> Page:

■ ■ ■ ■

Paging King Canute.Net, your critical warnings are here to be swept back with the tide! (aka Spelling fetishists ≝ language mavens)

by Michael S. Kaplan, published on 2008/01/16 10:16 -05:00, original URI: http://blogs.msdn.com/b/michkap/archive/2008/01/16/7125002.aspx


Visual Studio Team System has many warnings that are interesting under the what are they thinking? category:

Or there are a whole bunch of other Naming Warnings in addition to these...

Some of these warnings are considered "breaking" and some of them are considered "critical warnings".

I haven't seen this strong of a push to control language since Newspeak, though this push isn't faring much better at controlling what developers do much more effectively than that push did at controlling what party members did in 1984....

 

This post brought to you by(U+225d, aka EQUAL TO BY DEFINITION)


Eusebio Rufian-Zilbermann on 16 Jan 2008 12:17 PM:

These warnings are probably coming from FxCop (or the same source that FxCop used).

FxCop is a great tool but I have found problems in the language checks that make it very tempting to turn off the spelling checks:

1) The default dictionaries are not good enough. The process of customizing the dictionaries and how they interact is unclear (e.g., you may add an acronym to the acronyms section but still get errors about incorrect spelling when using it)

2) There are resource items to which this detection does not apply (e.g., an rtf file embedded in the resources) but it isn't possible to turn off checking for that specific resource item (and unfortunately, there is a bug that makes FxCop hang if I exclude those messages and try to save the project)

■ ■ ■ ■

Reproduce everything in the blog post above from "Paging King Canute.Net, your" down to "did in 1984....", swapping "push" for "campaign" wherever it appears.

> Data lines:
■ ■ ■ ■

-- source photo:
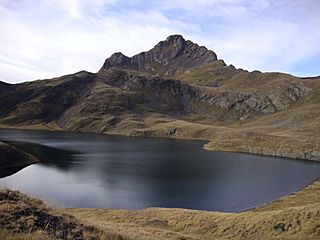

■ ■ ■ ■

> Solution for this problem:
Paging King Canute.Net, your critical warnings are here to be swept back with the tide! (aka Spelling fetishists ≝ language mavens)

by Michael S. Kaplan, published on 2008/01/16 10:16 -05:00, original URI: http://blogs.msdn.com/b/michkap/archive/2008/01/16/7125002.aspx


Visual Studio Team System has many warnings that are interesting under the what are they thinking? category:

Or there are a whole bunch of other Naming Warnings in addition to these...

Some of these warnings are considered "breaking" and some of them are considered "critical warnings".

I haven't seen this strong of a campaign to control language since Newspeak, though this campaign isn't faring much better at controlling what developers do much more effectively than that campaign did at controlling what party members did in 1984....